* [Problem requirements]: Rewrite the data below as a numbered list, from the line with "Guideline: for each instance of the large" up to and including the last line of the data, and skip any blank lines.

• • • • • • •

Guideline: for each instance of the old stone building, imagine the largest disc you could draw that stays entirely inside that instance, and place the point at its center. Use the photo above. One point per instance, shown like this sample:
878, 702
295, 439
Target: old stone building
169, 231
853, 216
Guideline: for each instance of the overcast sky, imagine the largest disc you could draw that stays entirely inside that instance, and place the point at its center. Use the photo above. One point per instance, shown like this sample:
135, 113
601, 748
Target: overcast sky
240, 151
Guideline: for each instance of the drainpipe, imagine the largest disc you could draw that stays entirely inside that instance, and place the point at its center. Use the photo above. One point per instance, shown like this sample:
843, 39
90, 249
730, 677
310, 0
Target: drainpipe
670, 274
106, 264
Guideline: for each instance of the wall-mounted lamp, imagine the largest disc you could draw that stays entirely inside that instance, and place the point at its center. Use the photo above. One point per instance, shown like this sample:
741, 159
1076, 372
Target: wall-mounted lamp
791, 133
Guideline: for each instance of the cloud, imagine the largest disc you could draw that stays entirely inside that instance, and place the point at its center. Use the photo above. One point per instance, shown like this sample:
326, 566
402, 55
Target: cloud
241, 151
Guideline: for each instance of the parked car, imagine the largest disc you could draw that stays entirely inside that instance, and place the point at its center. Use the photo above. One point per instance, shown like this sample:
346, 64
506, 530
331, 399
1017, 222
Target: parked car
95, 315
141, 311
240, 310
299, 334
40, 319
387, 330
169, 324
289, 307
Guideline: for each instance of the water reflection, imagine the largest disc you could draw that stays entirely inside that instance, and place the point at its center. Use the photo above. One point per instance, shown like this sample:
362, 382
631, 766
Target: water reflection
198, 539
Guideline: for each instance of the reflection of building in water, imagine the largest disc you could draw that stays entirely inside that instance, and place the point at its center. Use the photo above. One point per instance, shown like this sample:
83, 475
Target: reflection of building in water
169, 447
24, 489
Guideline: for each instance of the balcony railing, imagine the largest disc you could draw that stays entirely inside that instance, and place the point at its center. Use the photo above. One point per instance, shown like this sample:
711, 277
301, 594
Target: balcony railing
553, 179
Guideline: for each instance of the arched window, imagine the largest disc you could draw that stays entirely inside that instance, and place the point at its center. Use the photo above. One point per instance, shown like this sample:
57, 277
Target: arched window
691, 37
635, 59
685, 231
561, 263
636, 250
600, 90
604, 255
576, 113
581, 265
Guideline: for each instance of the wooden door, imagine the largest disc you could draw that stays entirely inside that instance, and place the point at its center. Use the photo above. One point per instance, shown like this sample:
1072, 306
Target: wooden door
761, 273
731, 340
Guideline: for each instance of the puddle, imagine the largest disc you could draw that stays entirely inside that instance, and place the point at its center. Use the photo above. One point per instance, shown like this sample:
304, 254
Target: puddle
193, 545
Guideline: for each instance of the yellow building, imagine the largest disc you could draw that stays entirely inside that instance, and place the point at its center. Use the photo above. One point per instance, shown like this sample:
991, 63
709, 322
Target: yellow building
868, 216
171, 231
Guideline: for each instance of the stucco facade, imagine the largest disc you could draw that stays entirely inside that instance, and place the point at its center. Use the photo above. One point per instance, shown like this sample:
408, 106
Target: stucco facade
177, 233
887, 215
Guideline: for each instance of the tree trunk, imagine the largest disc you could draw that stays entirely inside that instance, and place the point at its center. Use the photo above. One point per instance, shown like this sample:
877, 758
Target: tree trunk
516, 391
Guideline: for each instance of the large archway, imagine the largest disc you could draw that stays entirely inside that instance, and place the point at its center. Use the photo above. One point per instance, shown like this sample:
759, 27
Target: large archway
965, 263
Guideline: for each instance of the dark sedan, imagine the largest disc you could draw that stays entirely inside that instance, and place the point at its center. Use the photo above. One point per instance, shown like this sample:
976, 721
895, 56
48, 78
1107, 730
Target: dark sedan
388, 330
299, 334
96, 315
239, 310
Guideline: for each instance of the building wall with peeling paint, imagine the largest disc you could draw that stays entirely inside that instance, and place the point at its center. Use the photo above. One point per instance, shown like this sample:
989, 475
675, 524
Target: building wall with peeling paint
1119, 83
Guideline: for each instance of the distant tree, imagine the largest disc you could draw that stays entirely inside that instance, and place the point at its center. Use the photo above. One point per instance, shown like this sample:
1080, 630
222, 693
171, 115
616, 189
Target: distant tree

• • • • • • •

* [Correct result]:
1. Guideline: for each instance of the large archway, imagine the largest disc you could draw that stays entirely inside that instance, and place the point at its center. Use the photo above. One point per instance, shown like this sample:
2. 759, 27
3. Target: large archway
4. 965, 263
5. Guideline: for each instance of the dark sedan, imagine the largest disc you could draw that stays entirely inside that instance, and place the point at its center. Use the photo above. One point per instance, shown like this sample:
6. 976, 721
7. 895, 56
8. 48, 78
9. 1107, 730
10. Target: dark sedan
11. 388, 330
12. 299, 334
13. 96, 315
14. 239, 310
15. Guideline: for each instance of the building wall with peeling paint, imagine the largest disc you could draw that stays entirely inside that instance, and place the point at its center. Use the photo above. One point per instance, shown like this sample:
16. 989, 475
17. 675, 524
18. Target: building wall with peeling paint
19. 1119, 83
20. Guideline: for each instance of the distant tree, imagine the largest disc you could draw that stays entirely inside that instance, and place the point at its center. Use the photo above. One point per instance, shown like this sample:
21. 1080, 630
22. 222, 693
23. 171, 115
24. 616, 189
25. Target: distant tree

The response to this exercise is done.